**YOUR INSTRUCTIONS**. Repeat every record word for word and omit the images.

Referring expression pointing data:
::::
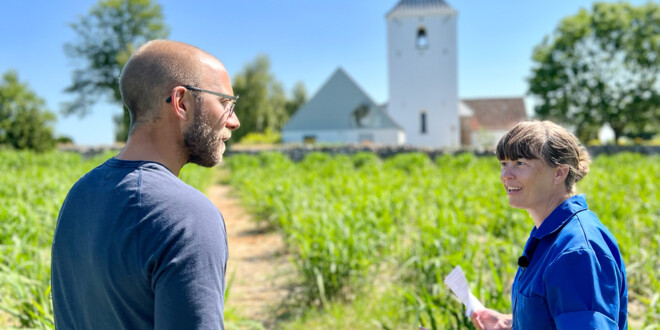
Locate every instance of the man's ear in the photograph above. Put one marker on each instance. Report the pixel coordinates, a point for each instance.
(181, 102)
(561, 173)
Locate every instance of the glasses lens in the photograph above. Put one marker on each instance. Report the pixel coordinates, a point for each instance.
(231, 108)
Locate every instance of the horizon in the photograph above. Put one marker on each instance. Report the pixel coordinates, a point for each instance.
(305, 41)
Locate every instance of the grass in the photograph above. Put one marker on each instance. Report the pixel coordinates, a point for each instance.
(350, 220)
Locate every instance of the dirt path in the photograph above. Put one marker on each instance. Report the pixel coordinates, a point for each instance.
(258, 265)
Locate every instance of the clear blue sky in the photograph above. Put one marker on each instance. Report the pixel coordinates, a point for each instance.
(306, 41)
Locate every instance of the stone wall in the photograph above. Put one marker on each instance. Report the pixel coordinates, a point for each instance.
(297, 153)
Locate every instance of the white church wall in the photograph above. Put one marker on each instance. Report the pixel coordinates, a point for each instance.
(424, 80)
(487, 138)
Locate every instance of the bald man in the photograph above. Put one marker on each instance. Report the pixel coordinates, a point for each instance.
(134, 246)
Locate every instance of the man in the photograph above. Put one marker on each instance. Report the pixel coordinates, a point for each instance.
(134, 246)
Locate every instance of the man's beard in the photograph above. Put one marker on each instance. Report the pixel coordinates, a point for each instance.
(204, 146)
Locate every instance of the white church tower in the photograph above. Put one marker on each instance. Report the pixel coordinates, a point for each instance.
(422, 60)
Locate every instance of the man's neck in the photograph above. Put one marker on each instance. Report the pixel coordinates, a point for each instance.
(143, 144)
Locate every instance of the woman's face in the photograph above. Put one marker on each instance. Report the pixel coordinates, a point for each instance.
(529, 183)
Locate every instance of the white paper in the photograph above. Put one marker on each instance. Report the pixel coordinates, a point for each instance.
(458, 284)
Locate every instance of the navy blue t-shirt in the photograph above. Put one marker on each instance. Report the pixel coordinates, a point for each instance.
(136, 248)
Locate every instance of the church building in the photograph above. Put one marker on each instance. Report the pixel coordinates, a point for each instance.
(423, 109)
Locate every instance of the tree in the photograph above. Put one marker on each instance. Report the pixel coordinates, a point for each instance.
(107, 36)
(601, 67)
(24, 123)
(263, 104)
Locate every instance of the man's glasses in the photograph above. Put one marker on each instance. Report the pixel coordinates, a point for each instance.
(231, 106)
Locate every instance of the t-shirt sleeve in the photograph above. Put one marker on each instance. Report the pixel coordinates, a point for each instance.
(583, 291)
(189, 282)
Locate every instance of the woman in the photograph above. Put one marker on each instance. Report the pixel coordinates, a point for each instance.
(571, 274)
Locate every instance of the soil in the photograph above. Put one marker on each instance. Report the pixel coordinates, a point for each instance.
(259, 272)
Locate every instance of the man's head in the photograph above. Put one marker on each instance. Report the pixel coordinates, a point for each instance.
(162, 79)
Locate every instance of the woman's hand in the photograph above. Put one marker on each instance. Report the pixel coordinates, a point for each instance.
(488, 319)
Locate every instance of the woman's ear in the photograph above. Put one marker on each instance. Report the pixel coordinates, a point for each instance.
(561, 173)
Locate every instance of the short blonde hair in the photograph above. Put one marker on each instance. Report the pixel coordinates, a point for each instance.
(549, 142)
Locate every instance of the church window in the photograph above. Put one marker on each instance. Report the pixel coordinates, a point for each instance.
(422, 122)
(422, 40)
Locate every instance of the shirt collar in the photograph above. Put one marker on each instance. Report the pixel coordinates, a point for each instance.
(556, 220)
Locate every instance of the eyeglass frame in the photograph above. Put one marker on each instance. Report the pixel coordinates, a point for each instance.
(197, 89)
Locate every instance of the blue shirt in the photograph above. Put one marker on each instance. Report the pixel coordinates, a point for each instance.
(136, 248)
(575, 278)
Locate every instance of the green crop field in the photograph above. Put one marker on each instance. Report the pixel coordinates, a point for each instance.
(372, 239)
(32, 191)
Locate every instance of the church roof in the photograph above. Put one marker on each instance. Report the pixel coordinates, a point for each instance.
(340, 104)
(496, 113)
(420, 7)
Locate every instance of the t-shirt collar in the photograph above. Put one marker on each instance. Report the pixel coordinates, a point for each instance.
(560, 215)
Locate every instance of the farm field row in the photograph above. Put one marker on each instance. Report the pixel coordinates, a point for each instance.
(374, 239)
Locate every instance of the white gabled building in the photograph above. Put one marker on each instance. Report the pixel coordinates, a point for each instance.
(340, 112)
(424, 109)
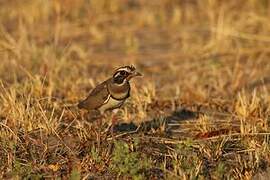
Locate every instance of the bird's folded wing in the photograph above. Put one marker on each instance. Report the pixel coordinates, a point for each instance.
(96, 98)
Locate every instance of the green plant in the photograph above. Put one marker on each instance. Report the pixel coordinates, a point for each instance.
(127, 162)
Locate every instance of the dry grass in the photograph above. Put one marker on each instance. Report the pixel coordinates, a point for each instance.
(203, 104)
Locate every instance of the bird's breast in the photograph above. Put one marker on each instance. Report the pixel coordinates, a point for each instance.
(111, 104)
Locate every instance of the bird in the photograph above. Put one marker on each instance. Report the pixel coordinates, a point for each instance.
(112, 93)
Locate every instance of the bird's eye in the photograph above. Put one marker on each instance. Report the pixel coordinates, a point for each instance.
(123, 73)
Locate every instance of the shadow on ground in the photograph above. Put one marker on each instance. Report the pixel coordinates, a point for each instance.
(155, 123)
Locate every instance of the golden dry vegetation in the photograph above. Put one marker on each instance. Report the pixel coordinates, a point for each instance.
(201, 111)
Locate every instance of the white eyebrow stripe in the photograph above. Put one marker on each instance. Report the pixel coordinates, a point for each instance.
(123, 69)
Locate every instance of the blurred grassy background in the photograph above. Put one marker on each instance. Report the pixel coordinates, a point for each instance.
(212, 53)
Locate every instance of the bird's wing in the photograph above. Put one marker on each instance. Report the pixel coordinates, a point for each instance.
(96, 98)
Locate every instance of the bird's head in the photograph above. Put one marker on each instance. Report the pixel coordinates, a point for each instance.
(125, 73)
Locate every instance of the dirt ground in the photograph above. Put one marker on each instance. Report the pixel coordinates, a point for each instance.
(201, 110)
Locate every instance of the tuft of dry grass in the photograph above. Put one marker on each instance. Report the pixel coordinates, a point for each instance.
(201, 111)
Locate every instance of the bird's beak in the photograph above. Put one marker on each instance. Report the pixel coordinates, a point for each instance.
(134, 74)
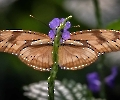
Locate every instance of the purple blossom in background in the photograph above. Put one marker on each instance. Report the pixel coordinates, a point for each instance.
(55, 23)
(94, 83)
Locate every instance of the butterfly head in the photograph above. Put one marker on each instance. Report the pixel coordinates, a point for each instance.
(55, 24)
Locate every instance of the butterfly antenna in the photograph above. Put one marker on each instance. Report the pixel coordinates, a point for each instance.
(38, 20)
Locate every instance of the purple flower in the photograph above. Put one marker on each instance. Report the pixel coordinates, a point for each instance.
(54, 24)
(94, 80)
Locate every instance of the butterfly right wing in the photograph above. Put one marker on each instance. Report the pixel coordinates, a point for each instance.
(32, 48)
(84, 47)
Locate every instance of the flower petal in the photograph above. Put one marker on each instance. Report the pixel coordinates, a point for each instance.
(54, 23)
(93, 82)
(51, 34)
(65, 35)
(68, 24)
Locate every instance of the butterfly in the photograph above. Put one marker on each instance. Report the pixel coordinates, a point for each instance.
(80, 50)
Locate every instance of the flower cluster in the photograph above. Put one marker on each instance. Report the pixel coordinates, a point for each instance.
(54, 24)
(94, 80)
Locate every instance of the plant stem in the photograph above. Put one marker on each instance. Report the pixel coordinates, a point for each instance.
(100, 65)
(97, 13)
(54, 70)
::::
**REPLY TO THE EXERCISE**.
Locate every instance of the man's ear in the photograph above. Put one marker on each instance. Report the pixel coordinates, a point for each instance.
(181, 102)
(561, 173)
Locate every instance of the glasses lens in the photograph above. Put one marker on each instance. Report the pixel coordinates, a point for each instance.
(231, 108)
Locate every instance of the horizon in the photograph above. Put one marker on each instance. Report the pixel coordinates, a point for each instance.
(305, 41)
Locate every instance of the grass in the photograph above. Put one marker on each instance. Report the pixel coordinates, a point for each instance.
(350, 220)
Locate every instance of the dirt path in the photograph above. Put one marker on each instance. Report the pixel coordinates, a point for each instance.
(258, 265)
Locate every instance of the clear blue sky in the photograph above. Put one marker on each instance. Report the pixel coordinates, a point for each instance.
(306, 41)
Locate every instance of the stone wall in the photograph above. Put one marker on each instance. Report the pixel coordinates, a point for each instance.
(297, 153)
Locate every instance of the white church wall in the photograph above. Put one marker on each instance. Report the pixel coordinates, a point for each instance.
(424, 80)
(487, 138)
Locate every instance of the bald man in the photograph above. Put one marker on each instance. Report the pixel coordinates, a point for each instance.
(134, 246)
Locate every instance of the man in the photograph above. Put one marker on each instance. Report the pixel coordinates, a point for each instance.
(134, 246)
Locate every instance of the man's beard in the photograph above. Put one marker on each instance. Report the pixel coordinates, a point for each instance.
(204, 146)
Locate every instance of the white church tower in the photograph above. Put one marker on each instance. Report the pixel coordinates, a point for each instance.
(422, 60)
Locate every instance of the man's neck in the photograph above. Put one marker on each instance. Report the pixel coordinates, a point for each instance.
(143, 144)
Locate every instance of the woman's face in the photograph above. Put one marker on each instance. Report the pixel coordinates, a point for each instance.
(529, 183)
Locate every instance of the white paper in the photograph above. Put one marker on each instance. Report the pixel coordinates, a point for each instance.
(458, 284)
Locate every instance of the navy blue t-shirt in the photograph above. Put one marker on each instance. Report the pixel coordinates, a point for each instance.
(136, 248)
Locate every instance of the church building in the photograph above. Put one marker on each instance. Report the pixel coordinates, a point for each instance.
(423, 109)
Locate every instance of the tree in the photograph above. Put one marker on each instance. Report the pixel coordinates, a point for each instance.
(107, 36)
(601, 67)
(24, 123)
(263, 104)
Locate every instance of the man's glasses in the photograph above. Put one marker on each instance. Report the pixel coordinates, a point for each instance.
(231, 106)
Locate every instance of the t-shirt sleeve in the photograph above. Put one marker on each instance. Report the pixel coordinates, a point for each instance.
(583, 291)
(189, 282)
Locate every instance of the woman in the photograph above. Put one marker on each instance. Report the pixel coordinates, a point for each instance.
(571, 274)
Locate every instance of the soil in the photograph above. Put one marker on each instance. Report the pixel coordinates, a point for each instance.
(259, 272)
Locate every instance of the man's head in the photograph above. Put one marker on each instance. Report the pixel coordinates, a point for each instance.
(162, 79)
Locate every instance of the woman's hand in the photograph above. Put one marker on each instance. Report the pixel coordinates, a point for each instance.
(488, 319)
Locate every instance of the woman's ear in the photograph above. Put one marker on each instance. Report the pixel coordinates, a point for each instance.
(561, 173)
Locate every instance of the short blonde hair in the photograph above. Put one marker on each instance. Report the pixel coordinates, a point for each instance.
(549, 142)
Locate every instance of the church window in the photograph above. Put one marker on each instance. Report the pixel coordinates, a point for each instance.
(422, 122)
(422, 40)
Locate every instance of the shirt collar in the photograph above. Put one marker on each instance. Report the pixel coordinates, a point for each instance.
(556, 220)
Locate every instance of the eyeglass frame in the photograph above. Put one marker on each instance. Report the pixel coordinates, a point for each instance.
(197, 89)
Locate every instance of the blue shirt in the photograph above. Put one marker on each instance. Report the pixel coordinates, a point for each instance.
(136, 248)
(575, 278)
Locate every instance of the green crop field in the photograph above. Put one marker on each instance. Report the pixel coordinates, a point for each instance.
(372, 239)
(32, 191)
Locate every instance of the church roof in the photograph above. Put one marker on each instance. Report the pixel coordinates, a point for each instance.
(340, 104)
(496, 113)
(420, 7)
Locate every instance of the t-shirt collar in the photograph above. Put one marker on each instance. Report the pixel coordinates, a point for each instance.
(560, 215)
Locate every instance of the farm field row in the photograph above. Put one marker on each instance. Report the pixel coordinates, a point for each instance.
(374, 239)
Locate every instance of the white gabled building in the photograph above. Put one marker on each instance. Report the pixel coordinates, a point for each instance.
(340, 112)
(424, 109)
Locate every instance of the bird's folded wing in the photograph above. Put one marker on each instance. Report the pixel coordinates, a point for each instance.
(96, 98)
Locate every instance of the green plant in the photograph above. Put one marker on each instance. Report the pixel coordinates, a point for each instance.
(127, 162)
Locate every instance of the dry grass in the photograph above. Put one marker on each instance. Report the pixel coordinates, a point for each instance.
(203, 104)
Locate every instance of the bird's breast in the photograph above. Put one marker on each instance. Report the pixel coordinates, a point for each instance.
(111, 104)
Locate every instance of the bird in the photograph above. Put one marker on each instance. Report the pixel coordinates, a point for each instance.
(112, 93)
Locate every instance of the bird's eye in the photograph above. Put one marker on each instance. Report the pixel coordinates, a point for each instance.
(123, 73)
Locate every instance of the shadow on ground in the photograph above. Put one marker on each instance. Report the pixel coordinates, a point for each instance.
(155, 123)
Locate every instance of the golden dry vegetation in the photograph above. Put one marker on each instance. Report the pixel coordinates, a point for each instance.
(201, 111)
Locate every instance of the white eyebrow stripe in the photograph above. Put one marker on each instance. Report the pixel coordinates, a point for each instance.
(123, 69)
Locate every instance of the blurred grassy background in the photograph above. Put one marker on each instance. Report the pixel coordinates, a point for each instance.
(212, 53)
Locate every instance of the bird's wing in the photograph above. Put one marker on each instance. Report the pixel coordinates, a point for each instance.
(96, 98)
Locate every instance of the bird's head in the photograph above. Put one marker on each instance. Report the pixel coordinates, a point for each instance.
(125, 73)
Locate every instance of the dirt ground in the photograph above. Put one marker on each instance. Report the pixel coordinates, a point for each instance.
(201, 110)
Locate every instance of the tuft of dry grass in the photograph above. Put one marker on each instance. Report the pixel coordinates, a point for each instance.
(201, 111)
Locate every instance of the bird's beak in the photograph above. Put one marker on each instance. Report the pixel coordinates, a point for each instance.
(134, 74)
Locate every instance of the purple blossom in background in the photograph above. Put one marker on each instance. Report the pixel coordinates, a point for each instance.
(55, 23)
(94, 83)
Locate every instance of the butterfly head in the photograph above. Put one marker on each instance. Report the pixel coordinates, a point for each instance.
(55, 24)
Locate every instance of the butterfly antenna in the photograph above. Put one marker on each instance. Report the pixel coordinates, a point for each instance.
(38, 20)
Locate every instance of the purple flower in the photograph above. Put one marker on each instance. Report the pixel coordinates, a point for each instance.
(54, 24)
(94, 80)
Locate every instance of the butterfly right wing in the photograph above. Put one marker on each instance. Report the pixel coordinates, a point for each instance.
(32, 48)
(84, 47)
Locate every instance of the flower petal in the photograph above. Put one marker on each instance. Report the pixel coordinates, a point for each instance.
(54, 23)
(93, 82)
(51, 34)
(65, 35)
(68, 24)
Locate every instance of the butterfly in the photograph above. Put one marker on each instance. Report the pixel coordinates, a point for each instance.
(80, 50)
Locate every instance of the flower cluster in the photograph above. Put one marker on each instance. Report the pixel coordinates, a point for each instance.
(54, 24)
(94, 80)
Locate every instance of the plant stem in the photograph above. Put one marker on each instance. Report the pixel coordinates, a point for each instance.
(100, 65)
(97, 13)
(54, 70)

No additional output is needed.